## Obiettivo
Conta le righe del materiale qui sotto in cui compare la parola "handle" e scrivi, per favore, solo il numero.

"""

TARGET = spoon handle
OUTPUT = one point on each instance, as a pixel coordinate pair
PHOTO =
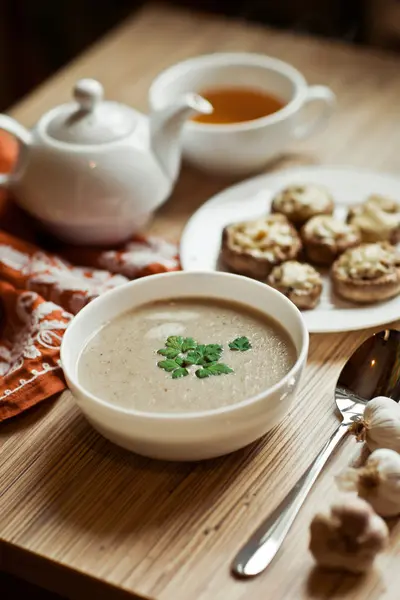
(259, 551)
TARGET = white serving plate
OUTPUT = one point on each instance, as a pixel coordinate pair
(200, 243)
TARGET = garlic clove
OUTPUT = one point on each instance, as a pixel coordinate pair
(348, 537)
(380, 424)
(378, 481)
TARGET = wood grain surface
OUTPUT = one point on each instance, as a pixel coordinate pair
(89, 520)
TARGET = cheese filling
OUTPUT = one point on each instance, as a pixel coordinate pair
(369, 261)
(378, 215)
(298, 197)
(264, 238)
(293, 274)
(330, 230)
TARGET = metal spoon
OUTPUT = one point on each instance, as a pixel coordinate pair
(373, 370)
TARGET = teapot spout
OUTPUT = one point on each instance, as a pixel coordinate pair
(166, 127)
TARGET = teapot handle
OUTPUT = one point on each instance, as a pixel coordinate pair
(23, 137)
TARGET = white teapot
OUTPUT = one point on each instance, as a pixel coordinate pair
(93, 171)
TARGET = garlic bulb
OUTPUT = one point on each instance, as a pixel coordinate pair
(348, 537)
(378, 482)
(380, 425)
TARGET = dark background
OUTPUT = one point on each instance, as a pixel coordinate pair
(37, 37)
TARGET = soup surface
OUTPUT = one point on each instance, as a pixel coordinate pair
(120, 363)
(238, 104)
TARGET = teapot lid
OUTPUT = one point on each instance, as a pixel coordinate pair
(90, 119)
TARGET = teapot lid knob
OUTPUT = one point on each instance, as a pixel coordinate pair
(88, 93)
(90, 119)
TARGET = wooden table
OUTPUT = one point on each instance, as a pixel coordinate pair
(89, 520)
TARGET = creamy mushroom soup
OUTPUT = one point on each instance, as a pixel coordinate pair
(185, 355)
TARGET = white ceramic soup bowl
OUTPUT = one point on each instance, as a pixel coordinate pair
(190, 435)
(242, 148)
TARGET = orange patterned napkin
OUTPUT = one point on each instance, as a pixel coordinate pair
(39, 294)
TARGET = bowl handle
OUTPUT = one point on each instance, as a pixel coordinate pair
(325, 101)
(23, 137)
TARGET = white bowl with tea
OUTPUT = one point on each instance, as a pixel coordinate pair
(186, 366)
(260, 106)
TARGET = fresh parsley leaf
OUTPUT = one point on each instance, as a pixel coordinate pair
(212, 357)
(189, 344)
(213, 348)
(174, 341)
(213, 369)
(168, 352)
(240, 344)
(202, 373)
(168, 365)
(179, 373)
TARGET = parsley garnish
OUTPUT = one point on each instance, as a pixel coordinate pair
(240, 344)
(182, 353)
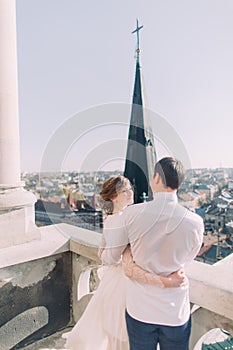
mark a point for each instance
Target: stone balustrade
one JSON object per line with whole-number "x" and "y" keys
{"x": 39, "y": 287}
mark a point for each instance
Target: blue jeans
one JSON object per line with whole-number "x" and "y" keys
{"x": 146, "y": 336}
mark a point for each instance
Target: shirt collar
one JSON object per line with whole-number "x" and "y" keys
{"x": 169, "y": 196}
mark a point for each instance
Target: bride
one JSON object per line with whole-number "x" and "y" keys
{"x": 103, "y": 326}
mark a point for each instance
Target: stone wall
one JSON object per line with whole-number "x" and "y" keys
{"x": 35, "y": 299}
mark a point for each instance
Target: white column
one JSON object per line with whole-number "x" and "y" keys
{"x": 9, "y": 125}
{"x": 17, "y": 223}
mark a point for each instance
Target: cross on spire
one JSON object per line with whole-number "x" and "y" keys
{"x": 137, "y": 31}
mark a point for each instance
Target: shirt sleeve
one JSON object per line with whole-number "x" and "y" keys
{"x": 116, "y": 239}
{"x": 197, "y": 239}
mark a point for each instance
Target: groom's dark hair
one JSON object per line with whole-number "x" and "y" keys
{"x": 171, "y": 171}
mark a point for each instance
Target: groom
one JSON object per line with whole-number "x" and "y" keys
{"x": 164, "y": 236}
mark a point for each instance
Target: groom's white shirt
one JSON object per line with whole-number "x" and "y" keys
{"x": 164, "y": 237}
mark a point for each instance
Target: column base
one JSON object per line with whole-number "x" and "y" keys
{"x": 17, "y": 216}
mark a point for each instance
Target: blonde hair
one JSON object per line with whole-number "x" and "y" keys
{"x": 110, "y": 190}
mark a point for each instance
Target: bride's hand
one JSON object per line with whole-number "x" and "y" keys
{"x": 175, "y": 279}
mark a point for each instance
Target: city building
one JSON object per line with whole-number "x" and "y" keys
{"x": 40, "y": 268}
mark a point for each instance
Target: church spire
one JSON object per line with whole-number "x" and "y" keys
{"x": 138, "y": 44}
{"x": 141, "y": 156}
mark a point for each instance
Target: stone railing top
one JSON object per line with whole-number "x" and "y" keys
{"x": 211, "y": 286}
{"x": 54, "y": 239}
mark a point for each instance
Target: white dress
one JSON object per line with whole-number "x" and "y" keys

"""

## Soluzione completa
3